# start of DATASET ROWS

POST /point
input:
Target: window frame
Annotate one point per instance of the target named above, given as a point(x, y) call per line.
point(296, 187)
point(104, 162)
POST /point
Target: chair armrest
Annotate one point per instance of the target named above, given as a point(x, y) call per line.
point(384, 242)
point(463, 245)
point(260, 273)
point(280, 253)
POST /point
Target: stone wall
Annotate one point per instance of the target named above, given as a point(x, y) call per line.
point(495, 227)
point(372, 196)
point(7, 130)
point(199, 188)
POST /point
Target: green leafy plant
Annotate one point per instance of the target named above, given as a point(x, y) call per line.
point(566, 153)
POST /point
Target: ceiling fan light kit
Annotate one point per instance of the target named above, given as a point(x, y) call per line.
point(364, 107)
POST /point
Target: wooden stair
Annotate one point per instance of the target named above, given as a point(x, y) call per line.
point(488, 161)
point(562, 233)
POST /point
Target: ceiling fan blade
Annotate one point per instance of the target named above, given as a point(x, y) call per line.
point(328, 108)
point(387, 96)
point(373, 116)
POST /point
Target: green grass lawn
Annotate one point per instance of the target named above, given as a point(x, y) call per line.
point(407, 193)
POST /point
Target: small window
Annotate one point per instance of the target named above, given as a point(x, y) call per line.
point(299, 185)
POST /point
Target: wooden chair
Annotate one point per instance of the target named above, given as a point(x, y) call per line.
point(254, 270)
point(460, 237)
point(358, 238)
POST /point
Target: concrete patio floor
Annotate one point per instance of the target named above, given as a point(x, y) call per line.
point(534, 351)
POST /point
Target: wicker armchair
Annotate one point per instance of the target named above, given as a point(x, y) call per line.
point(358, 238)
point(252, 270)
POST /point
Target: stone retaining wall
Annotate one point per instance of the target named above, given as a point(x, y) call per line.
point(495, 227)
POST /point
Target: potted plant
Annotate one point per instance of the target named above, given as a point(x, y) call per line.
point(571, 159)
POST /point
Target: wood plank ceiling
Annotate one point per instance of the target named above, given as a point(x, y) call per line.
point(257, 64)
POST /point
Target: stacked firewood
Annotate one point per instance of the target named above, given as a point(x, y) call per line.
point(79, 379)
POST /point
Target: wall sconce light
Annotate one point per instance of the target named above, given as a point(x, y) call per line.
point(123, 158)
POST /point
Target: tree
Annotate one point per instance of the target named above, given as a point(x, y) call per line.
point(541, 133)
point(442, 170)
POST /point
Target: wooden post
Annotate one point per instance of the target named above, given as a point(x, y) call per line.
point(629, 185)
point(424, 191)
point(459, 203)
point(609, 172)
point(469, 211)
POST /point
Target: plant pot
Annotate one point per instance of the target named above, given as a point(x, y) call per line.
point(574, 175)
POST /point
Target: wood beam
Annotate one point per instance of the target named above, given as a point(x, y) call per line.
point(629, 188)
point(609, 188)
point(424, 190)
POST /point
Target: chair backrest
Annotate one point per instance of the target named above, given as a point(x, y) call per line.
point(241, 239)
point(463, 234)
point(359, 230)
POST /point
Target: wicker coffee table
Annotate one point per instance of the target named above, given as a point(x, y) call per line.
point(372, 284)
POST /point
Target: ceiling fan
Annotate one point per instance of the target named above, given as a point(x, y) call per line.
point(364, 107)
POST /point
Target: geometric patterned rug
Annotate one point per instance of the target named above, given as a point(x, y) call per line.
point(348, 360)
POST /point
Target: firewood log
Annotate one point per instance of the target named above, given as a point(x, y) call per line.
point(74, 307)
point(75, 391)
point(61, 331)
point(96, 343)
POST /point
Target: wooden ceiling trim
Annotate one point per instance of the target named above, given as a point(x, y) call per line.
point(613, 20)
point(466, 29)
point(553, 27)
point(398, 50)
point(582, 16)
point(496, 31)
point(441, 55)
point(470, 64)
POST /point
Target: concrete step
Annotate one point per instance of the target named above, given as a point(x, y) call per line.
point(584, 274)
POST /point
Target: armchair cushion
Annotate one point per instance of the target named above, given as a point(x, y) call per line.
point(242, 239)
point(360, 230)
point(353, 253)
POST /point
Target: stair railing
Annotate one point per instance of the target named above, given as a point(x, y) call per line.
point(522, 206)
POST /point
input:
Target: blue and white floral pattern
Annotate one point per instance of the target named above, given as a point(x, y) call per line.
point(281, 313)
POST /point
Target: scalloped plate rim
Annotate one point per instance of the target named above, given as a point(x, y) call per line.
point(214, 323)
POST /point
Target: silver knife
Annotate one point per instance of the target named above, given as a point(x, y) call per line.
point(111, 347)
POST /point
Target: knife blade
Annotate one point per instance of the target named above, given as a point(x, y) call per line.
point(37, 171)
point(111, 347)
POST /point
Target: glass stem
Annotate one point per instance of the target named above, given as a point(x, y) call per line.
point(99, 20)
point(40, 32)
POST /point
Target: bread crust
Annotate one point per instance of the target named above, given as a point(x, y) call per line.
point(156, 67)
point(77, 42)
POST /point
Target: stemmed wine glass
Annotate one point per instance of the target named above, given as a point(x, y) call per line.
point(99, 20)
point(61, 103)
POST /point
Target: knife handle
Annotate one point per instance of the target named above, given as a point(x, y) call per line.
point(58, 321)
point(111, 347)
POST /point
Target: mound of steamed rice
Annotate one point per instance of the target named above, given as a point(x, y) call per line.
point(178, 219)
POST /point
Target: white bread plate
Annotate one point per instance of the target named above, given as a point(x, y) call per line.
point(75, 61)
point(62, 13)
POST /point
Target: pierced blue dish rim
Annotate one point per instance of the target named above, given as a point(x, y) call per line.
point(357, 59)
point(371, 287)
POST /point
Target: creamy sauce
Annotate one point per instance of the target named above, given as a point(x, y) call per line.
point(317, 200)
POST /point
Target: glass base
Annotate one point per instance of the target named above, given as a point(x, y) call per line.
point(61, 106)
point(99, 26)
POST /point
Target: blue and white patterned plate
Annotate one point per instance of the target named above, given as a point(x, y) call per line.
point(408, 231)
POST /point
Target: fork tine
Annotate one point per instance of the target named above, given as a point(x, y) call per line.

# end of DATASET ROWS

Copy all of the records above word for word, line by line.

** THE ANSWER **
POST /point
input:
Target: window frame
Annotate one point per instance of the target named above, given as a point(x, y) call per line.
point(296, 187)
point(104, 162)
POST /point
Target: chair armrest
Annotate one point per instance of the target named above, given as a point(x, y) call per line.
point(384, 242)
point(463, 245)
point(260, 273)
point(280, 253)
POST /point
Target: stone wall
Annotate one point per instance of the target named above, given as a point(x, y) call per line.
point(495, 227)
point(372, 196)
point(7, 130)
point(199, 188)
POST /point
Target: green leafy plant
Annotate one point per instance of the target named above, given as a point(x, y) call per line.
point(566, 153)
POST /point
Target: ceiling fan light kit
Annotate one point per instance of the target named above, given as a point(x, y) call per line.
point(364, 107)
POST /point
Target: wooden stair
Annotate one point per instance of the target named above, given as a point(x, y) call per line.
point(488, 161)
point(562, 233)
POST /point
Target: ceiling fan blade
Annotate one point per instance of the target named above, given as a point(x, y) call per line.
point(328, 108)
point(387, 96)
point(373, 116)
POST /point
Target: green grass lawn
Annotate one point per instance of the target named above, given as a point(x, y) call per line.
point(407, 193)
POST /point
Target: small window
Annotate one point per instance of the target named above, given as a point(x, y) call per line.
point(299, 185)
POST /point
Target: wooden chair
Annotate one point per instance of the target named above, given as a point(x, y) call per line.
point(254, 270)
point(460, 237)
point(358, 238)
POST /point
Target: concrete patio floor
Annotate one point per instance of the target named above, given as a point(x, y) call per line.
point(534, 351)
POST /point
Target: wicker armchair
Annotate one point per instance of the target named above, given as a point(x, y) call per line.
point(358, 238)
point(252, 270)
POST /point
Target: stone retaining wall
Annotate one point per instance of the target named above, given as a point(x, y) call per line.
point(495, 227)
POST /point
Target: potted plant
Annotate one point per instance of the target named above, given as a point(x, y) call per line.
point(571, 159)
POST /point
Target: wood plank ceiling
Annotate one point per instance of the target named above, given as a point(x, y) call per line.
point(257, 64)
POST /point
Target: stacked firewood
Annotate one point per instance of the target named above, given as a point(x, y) call per line.
point(79, 379)
POST /point
Target: wall sconce light
Annotate one point per instance of the target named above, given as a point(x, y) call per line.
point(123, 158)
POST /point
Target: tree
Annotate one point per instance of the target named above, given as a point(x, y) call per line.
point(541, 133)
point(442, 170)
POST /point
Target: wooden post
Annotate one point per instance of the target named above, given as a point(x, y) call per line.
point(629, 185)
point(424, 191)
point(459, 203)
point(609, 172)
point(469, 211)
POST /point
Target: plant pot
Annotate one point per instance of the target named above, given as a point(x, y) call per line.
point(574, 175)
POST /point
Target: wood beam
Annotate one point per instance of the target named above, given as a point(x, y) call per line.
point(629, 188)
point(609, 188)
point(424, 190)
POST /point
Target: chair backrest
Annotate one point per instance of the target named above, given as a point(x, y) call per line.
point(241, 239)
point(463, 234)
point(359, 230)
POST /point
Target: wicker coffee table
Annotate one point per instance of the target named above, given as a point(x, y) call per line.
point(372, 284)
POST /point
Target: ceiling fan
Annotate one point per instance of the target named above, given as a point(x, y) call per line.
point(364, 107)
POST /point
Target: geometric patterned rug
Annotate one point per instance of the target named above, given as a point(x, y) call per line.
point(348, 360)
POST /point
Target: firewood log
Annotate one point per instance of the target named above, given as a point(x, y) call per line.
point(74, 307)
point(75, 391)
point(61, 331)
point(96, 343)
POST /point
Target: wooden ceiling trim
Annotate one point per instance of the target named above, given as a point(x, y) call per line.
point(613, 20)
point(466, 29)
point(553, 27)
point(398, 50)
point(582, 16)
point(496, 31)
point(441, 55)
point(470, 64)
POST /point
Target: concrete step
Annotate one point per instance of the target named above, given as a point(x, y) call per line.
point(584, 274)
POST /point
Target: armchair cushion
Annotate one point per instance of the target named above, given as a point(x, y) call per line.
point(242, 239)
point(360, 230)
point(353, 253)
POST /point
Target: stair railing
Annotate one point per instance of the target named above, given as a point(x, y) call per line.
point(522, 206)
POST /point
input:
Target: blue and white floral pattern
Annotate one point per instance of the target named above, given as a point(x, y) call per line.
point(281, 313)
POST /point
Target: scalloped plate rim
Annotate one point per instance of the target named above, given as a point(x, y) call per line.
point(214, 323)
POST /point
Target: silver knife
Annotate one point per instance of the target named above, given as a point(x, y) call per line.
point(111, 347)
POST /point
Target: knife blade
Annotate one point per instance of the target named above, given as a point(x, y) call per line.
point(37, 171)
point(111, 347)
POST /point
Target: glass stem
Annotate one point per instance of the target named above, given as a point(x, y) call per line.
point(99, 20)
point(40, 32)
POST /point
Target: bread crust
Annotate one point per instance of the target named above, given as a point(x, y) call per line.
point(156, 67)
point(77, 42)
POST /point
Target: stemmed wine glass
Annotate one point per instance of the target named above, given as a point(x, y) call per line.
point(99, 20)
point(61, 103)
POST /point
Target: knife handle
Annotate one point per instance of the target named above, given as a point(x, y) call per line.
point(58, 321)
point(111, 347)
POST /point
Target: mound of steamed rice
Annotate one point per instance of the target named above, given as a point(x, y) call per line.
point(178, 219)
POST /point
Target: white bread plate
Annotate one point per instance of the target named above, given as a point(x, y) call per line.
point(75, 61)
point(62, 13)
POST /point
Target: pierced blue dish rim
Annotate one point per instance of the target named above, given as a point(x, y) call per line.
point(357, 59)
point(371, 287)
POST /point
Target: creamy sauce
Annotate one point per instance of the target named above, given as a point(x, y) call per line.
point(317, 200)
POST /point
Target: glass base
Annotate one point per instance of the target named above, given as a point(x, y) call per line.
point(61, 106)
point(99, 26)
POST /point
Target: blue and white patterned plate
Annotate one point per instance of the target named above, given as a point(x, y) call per line.
point(408, 231)
POST /point
Target: fork tine
Annotate one point per instance of the target named above, given as a point(x, y) call per line.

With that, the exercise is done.